During lockdown, I had been expecting to miss girls’ nights out and family dinners, but truly I was shocked at how much I missed being able to pray in the company of others, especially at the High Holidays. Judaism is a religion built on community and communal prayer. What you say, how you say it, and certainly your belief in what you are saying – which for most of the life of the religion has been in a foreign language anyway – all of that is far less important than the idea that you do it in a group of at least 10. There is something magical that happens when you sign and go silent together and it is not the same to do it alone or, God help us, on Zoom. 

And that is how I ended up with just 5 other people, the Rabbi going around the tent to ask who we were there to pray for. The worst part was that everyone else had lost people dear to them and a few during the pandemic. It was so terribly sad because some couldn’t even have a proper funeral. When the Rabbi got to me, I said I didn’t know you were supposed to say Yisgur for someone, so I would just do it in solidarity if that was okay. I did know, of course. My grandmother had gone every year, even in her last years, even if she went to no other service the entire year, to say Yisgur for her mother and the rest of her family that had been lost to the Nazis. I remember the yellow Yurtzeit candle burning on her dining room table. And I remember her telling me how she had hardly even looked back at her mother as her train pulled away from the station in Berlin. She was 16 and she was going to America and she was excited and she had no idea she would never see her mother again. That memory alone was enough to bring up tears as we prayed – Oh, how I missed my grandmother! 

But another thought occurred to me as the rabbi spoke of a palace of tears you could not enter without having mourned yourself, and I realized I was in mourning, but not for a person. I was mourning the end of my second marriage, which was not a marriage officially, but was a marriage to me and had brought me a child and a husband of sorts, a best friend, a lover, and a partner. And now he was gone, off to Levittown with our baby for the afternoon, and I was praying the deepest prayer on the holiest of Jewish days in the side yard of a Catholic School in the heart of South Philly, starving and afraid. I glanced back at the South African woman who had not been able to attend the funeral for her mother who died this summer and I saw a tear rolling down her cheek. We sang Aveinu Malkeynu, Our Father, Our King. I didn’t believe a word of it, but I looked to the sky and felt the tears come anyway, its haunting melody reaching down in through my throat and pulling my belly into my heart. Please God, I thought, please universe, please someone make this end. This cannot be the story of my life, of this country, of this planet. But I knew it could be, and more than that, I knew what I would need in the new year was a strong back, because it wasn’t going to get easier any time soon.

===

Return the part of the High Holidays essay from "During lockdown, I" to "us, on Zoom.", copied word for word.

■ **Source data**:
===

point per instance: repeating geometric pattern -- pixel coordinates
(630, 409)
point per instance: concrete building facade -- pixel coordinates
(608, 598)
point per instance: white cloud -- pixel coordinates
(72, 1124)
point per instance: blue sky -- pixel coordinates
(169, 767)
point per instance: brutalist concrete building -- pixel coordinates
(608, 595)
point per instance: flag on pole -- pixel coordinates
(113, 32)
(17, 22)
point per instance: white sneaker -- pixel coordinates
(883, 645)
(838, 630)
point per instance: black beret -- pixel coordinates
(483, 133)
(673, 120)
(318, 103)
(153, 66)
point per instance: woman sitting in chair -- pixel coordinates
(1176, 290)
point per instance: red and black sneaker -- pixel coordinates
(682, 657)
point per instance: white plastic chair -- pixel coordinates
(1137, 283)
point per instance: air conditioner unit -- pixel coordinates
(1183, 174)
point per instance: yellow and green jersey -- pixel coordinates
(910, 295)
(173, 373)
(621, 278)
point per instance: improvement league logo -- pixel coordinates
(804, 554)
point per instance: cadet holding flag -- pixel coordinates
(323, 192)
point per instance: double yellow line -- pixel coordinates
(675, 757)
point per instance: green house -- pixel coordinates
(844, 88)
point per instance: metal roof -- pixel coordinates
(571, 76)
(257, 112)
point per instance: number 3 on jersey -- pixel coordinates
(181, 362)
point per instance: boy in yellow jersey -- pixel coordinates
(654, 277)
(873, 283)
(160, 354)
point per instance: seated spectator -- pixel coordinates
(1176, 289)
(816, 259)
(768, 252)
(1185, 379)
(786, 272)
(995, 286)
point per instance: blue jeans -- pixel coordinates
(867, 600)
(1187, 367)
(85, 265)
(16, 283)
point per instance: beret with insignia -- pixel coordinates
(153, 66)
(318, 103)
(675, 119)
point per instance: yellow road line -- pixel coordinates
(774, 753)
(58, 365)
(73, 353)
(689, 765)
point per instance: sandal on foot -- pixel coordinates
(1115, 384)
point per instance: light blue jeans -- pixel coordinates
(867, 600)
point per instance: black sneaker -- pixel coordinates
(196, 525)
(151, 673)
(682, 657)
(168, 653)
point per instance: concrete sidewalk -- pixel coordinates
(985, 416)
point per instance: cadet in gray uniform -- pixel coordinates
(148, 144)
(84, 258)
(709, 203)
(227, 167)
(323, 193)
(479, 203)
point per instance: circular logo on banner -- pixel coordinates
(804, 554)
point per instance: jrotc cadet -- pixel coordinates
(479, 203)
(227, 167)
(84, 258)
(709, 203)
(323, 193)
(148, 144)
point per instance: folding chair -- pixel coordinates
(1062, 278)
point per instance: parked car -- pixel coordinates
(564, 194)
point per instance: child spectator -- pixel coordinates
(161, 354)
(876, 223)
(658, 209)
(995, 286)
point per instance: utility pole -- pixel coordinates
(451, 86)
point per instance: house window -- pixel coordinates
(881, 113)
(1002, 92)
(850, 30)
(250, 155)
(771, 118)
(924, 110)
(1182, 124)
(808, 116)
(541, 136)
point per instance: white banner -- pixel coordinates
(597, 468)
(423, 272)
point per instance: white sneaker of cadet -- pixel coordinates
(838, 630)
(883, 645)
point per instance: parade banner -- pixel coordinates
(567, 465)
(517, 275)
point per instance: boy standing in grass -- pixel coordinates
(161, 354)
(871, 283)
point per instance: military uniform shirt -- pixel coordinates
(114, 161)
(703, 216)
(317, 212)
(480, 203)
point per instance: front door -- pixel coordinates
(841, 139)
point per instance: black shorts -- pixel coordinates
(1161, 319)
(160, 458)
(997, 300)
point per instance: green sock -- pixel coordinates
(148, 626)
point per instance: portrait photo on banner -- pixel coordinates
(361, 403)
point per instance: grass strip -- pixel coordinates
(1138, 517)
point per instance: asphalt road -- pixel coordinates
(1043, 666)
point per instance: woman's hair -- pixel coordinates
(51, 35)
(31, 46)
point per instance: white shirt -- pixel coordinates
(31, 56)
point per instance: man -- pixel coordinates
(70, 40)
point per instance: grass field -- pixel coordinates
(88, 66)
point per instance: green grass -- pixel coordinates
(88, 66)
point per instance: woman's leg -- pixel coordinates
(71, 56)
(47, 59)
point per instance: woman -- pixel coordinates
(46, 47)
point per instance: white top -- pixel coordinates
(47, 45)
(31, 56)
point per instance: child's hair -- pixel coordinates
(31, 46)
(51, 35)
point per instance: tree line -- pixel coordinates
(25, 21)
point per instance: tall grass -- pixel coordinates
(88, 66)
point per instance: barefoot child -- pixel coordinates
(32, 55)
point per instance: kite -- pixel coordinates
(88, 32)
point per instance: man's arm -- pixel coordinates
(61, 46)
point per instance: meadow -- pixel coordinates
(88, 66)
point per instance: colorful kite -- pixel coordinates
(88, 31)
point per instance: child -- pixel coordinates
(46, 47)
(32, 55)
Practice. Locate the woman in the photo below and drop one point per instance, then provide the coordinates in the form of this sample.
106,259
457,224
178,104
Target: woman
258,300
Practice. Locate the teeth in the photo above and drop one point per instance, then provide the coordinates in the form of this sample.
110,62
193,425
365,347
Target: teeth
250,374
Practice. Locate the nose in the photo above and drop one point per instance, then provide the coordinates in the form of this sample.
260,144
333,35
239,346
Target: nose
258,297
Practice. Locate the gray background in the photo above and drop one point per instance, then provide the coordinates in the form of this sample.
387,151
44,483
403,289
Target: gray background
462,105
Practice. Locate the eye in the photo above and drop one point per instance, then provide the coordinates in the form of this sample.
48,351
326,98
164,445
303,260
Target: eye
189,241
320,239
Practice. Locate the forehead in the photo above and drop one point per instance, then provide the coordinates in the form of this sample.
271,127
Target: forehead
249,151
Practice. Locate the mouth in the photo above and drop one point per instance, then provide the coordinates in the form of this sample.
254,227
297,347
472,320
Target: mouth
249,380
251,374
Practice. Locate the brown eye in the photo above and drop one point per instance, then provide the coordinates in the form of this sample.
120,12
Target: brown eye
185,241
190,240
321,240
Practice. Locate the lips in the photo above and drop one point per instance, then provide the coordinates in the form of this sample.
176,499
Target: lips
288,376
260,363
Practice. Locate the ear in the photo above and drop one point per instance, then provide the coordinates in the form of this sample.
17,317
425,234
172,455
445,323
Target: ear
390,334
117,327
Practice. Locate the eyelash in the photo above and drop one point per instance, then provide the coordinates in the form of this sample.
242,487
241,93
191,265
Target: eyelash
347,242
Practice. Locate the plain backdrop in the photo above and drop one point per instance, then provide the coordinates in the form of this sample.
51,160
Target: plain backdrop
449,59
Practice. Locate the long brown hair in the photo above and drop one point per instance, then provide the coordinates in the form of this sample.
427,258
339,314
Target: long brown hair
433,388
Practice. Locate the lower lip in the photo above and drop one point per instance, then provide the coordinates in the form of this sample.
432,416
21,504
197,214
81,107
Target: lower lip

===

■ **Written response**:
During lockdown, I had been expecting to miss girls’ nights out and family dinners, but truly I was shocked at how much I missed being able to pray in the company of others, especially at the High Holidays. Judaism is a religion built on community and communal prayer. What you say, how you say it, and certainly your belief in what you are saying – which for most of the life of the religion has been in a foreign language anyway – all of that is far less important than the idea that you do it in a group of at least 10. There is something magical that happens when you sign and go silent together and it is not the same to do it alone or, God help us, on Zoom.